** Start RECORD LIST **
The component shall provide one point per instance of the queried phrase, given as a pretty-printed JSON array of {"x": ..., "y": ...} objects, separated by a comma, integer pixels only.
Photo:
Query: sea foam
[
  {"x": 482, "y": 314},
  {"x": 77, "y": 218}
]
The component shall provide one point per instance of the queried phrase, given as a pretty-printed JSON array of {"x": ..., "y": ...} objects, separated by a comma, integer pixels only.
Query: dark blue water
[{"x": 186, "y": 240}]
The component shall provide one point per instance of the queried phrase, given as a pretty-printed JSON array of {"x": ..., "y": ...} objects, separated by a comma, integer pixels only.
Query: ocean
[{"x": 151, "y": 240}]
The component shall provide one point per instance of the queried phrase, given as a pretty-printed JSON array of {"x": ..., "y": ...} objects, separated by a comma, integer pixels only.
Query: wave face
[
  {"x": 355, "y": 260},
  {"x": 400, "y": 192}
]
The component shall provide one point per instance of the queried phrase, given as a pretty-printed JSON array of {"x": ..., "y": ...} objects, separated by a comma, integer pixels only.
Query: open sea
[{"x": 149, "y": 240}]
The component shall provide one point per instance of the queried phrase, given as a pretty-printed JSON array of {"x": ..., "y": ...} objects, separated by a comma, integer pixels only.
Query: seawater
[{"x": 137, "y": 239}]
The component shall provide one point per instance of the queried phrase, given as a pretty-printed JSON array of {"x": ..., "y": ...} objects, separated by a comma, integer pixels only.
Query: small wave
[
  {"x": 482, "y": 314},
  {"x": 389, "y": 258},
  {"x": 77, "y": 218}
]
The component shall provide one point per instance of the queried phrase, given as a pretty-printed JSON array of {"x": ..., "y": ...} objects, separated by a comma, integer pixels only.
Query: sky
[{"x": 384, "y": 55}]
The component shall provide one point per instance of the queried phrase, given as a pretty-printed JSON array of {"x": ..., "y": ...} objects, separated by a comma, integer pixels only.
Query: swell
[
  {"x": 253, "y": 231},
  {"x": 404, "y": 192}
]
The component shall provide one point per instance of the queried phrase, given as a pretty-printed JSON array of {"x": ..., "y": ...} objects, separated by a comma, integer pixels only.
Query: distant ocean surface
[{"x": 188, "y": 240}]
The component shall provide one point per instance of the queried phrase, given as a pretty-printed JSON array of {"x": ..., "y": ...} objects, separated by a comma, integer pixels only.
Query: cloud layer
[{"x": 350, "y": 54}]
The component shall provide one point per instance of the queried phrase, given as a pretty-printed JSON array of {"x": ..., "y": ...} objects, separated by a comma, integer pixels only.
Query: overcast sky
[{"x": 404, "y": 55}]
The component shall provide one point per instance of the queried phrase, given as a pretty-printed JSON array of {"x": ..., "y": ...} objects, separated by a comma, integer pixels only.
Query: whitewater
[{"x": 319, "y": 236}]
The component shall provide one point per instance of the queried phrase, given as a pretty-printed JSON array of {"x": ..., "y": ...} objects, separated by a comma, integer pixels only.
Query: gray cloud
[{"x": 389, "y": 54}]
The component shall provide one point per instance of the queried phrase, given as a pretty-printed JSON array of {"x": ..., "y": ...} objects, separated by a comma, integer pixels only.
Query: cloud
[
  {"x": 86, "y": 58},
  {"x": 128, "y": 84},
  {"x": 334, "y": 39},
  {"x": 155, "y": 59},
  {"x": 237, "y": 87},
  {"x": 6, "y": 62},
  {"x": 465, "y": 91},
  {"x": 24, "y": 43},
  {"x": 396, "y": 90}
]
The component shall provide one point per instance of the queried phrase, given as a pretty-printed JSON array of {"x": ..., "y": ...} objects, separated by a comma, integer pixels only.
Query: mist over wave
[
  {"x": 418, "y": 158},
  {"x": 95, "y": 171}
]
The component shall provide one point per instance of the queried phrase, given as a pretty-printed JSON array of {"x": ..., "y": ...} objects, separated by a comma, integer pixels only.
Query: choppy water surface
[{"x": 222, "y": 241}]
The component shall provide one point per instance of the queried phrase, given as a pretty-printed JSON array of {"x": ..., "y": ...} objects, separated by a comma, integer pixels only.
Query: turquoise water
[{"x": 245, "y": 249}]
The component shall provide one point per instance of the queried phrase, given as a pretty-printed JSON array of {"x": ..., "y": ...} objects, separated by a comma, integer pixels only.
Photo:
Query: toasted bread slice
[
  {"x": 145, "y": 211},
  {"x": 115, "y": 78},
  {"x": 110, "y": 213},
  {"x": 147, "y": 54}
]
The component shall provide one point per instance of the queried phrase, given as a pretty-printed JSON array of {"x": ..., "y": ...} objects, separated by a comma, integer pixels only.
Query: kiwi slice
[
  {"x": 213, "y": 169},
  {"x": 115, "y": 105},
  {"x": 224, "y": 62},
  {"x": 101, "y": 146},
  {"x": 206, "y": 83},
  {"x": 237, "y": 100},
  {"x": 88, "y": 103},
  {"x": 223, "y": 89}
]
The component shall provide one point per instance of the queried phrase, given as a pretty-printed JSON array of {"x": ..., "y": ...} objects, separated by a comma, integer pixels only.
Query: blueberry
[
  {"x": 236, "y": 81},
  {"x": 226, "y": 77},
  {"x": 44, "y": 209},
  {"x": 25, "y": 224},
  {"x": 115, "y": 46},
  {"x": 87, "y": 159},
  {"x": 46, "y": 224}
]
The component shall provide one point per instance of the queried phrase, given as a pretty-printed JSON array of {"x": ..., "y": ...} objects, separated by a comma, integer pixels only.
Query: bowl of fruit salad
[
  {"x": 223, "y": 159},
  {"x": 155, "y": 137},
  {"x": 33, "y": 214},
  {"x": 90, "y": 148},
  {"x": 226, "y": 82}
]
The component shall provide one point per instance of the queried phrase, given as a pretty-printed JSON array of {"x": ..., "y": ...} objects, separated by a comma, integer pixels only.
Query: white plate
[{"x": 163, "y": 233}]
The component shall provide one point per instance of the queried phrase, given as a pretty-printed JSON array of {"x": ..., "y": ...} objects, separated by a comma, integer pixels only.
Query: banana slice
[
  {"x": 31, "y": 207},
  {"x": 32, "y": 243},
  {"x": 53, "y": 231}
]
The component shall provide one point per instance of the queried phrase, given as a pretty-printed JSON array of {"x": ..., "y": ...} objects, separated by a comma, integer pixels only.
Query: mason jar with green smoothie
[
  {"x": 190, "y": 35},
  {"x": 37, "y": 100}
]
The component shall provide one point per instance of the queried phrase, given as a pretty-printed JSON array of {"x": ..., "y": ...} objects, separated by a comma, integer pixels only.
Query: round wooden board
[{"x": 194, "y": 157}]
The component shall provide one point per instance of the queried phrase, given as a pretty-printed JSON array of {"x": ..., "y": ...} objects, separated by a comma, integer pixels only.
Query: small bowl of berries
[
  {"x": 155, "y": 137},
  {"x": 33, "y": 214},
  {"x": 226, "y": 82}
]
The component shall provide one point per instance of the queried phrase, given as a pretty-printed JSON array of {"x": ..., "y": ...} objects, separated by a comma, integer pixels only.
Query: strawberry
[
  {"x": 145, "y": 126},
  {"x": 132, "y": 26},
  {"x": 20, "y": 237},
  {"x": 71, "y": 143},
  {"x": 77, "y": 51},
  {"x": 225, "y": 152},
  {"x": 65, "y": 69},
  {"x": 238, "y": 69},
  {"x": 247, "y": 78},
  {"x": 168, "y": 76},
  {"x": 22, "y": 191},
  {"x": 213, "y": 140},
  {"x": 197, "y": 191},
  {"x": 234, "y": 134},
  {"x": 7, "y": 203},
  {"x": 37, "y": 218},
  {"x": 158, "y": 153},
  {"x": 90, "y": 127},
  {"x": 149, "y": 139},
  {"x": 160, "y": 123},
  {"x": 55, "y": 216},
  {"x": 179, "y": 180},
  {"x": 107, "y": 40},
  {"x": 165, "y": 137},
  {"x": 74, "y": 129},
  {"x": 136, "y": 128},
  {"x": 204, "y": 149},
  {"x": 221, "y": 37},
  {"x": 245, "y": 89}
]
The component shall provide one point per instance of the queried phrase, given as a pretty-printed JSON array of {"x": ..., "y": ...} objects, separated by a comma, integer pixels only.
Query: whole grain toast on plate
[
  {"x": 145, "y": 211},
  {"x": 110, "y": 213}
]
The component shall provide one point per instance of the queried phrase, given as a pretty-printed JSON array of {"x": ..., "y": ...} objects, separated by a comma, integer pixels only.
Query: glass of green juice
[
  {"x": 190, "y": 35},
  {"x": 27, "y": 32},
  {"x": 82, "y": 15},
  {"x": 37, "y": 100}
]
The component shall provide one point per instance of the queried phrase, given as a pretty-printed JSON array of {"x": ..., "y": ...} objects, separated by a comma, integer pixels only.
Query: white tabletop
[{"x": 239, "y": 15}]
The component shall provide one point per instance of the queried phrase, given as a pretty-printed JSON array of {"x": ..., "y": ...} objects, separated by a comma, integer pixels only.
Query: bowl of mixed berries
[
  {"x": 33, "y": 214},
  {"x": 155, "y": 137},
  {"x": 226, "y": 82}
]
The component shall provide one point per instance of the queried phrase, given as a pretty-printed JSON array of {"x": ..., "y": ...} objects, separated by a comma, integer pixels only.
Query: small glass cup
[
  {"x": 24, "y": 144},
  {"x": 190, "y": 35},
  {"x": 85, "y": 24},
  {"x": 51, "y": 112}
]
** End RECORD LIST **
### [AIM]
Copy out each line in the listing above that contains the word "plate".

### [EXERCISE ANSWER]
Query: white plate
Query: whole grain toast on plate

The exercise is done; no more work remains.